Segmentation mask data
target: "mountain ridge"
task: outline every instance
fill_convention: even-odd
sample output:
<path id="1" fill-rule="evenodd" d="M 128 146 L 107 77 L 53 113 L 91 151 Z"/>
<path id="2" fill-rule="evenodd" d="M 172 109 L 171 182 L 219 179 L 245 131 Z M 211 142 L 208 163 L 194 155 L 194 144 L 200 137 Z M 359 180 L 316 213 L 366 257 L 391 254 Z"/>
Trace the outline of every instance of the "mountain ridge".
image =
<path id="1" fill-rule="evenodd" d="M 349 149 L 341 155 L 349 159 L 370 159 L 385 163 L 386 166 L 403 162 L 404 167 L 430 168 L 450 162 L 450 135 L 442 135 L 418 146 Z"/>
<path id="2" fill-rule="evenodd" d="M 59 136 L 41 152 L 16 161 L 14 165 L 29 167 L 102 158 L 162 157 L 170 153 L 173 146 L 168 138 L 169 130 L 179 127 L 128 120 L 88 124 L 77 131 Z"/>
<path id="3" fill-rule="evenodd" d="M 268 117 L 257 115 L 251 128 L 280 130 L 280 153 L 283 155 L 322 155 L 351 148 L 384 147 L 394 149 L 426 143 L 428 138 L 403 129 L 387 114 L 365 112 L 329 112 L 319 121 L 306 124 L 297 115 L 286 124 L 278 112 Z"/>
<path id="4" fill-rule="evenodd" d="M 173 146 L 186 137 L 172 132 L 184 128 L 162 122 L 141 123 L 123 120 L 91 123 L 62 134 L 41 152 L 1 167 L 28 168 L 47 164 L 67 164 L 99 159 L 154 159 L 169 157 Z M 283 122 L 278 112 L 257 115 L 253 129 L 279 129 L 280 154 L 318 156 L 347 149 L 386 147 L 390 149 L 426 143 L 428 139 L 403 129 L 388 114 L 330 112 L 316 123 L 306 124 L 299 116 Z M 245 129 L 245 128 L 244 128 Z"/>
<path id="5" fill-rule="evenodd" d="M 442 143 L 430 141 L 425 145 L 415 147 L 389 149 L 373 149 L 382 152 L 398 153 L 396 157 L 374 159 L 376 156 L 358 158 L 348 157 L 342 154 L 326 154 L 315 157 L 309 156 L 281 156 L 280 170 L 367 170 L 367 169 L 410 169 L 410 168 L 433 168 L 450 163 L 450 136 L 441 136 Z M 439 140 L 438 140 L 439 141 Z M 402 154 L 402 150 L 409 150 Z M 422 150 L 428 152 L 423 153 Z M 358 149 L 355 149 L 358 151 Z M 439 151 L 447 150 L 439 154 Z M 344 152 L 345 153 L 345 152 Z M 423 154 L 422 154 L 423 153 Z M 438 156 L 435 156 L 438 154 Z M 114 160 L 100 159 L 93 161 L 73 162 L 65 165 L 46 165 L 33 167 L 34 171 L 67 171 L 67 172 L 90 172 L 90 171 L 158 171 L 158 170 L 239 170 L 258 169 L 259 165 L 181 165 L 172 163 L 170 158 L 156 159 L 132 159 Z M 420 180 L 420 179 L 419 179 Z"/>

▸ WHAT YOU WILL DO
Report each line above containing the string "outline".

▸ OUTPUT FOR THIS EXERCISE
task: outline every instance
Trace the outline of every instance of the "mountain ridge".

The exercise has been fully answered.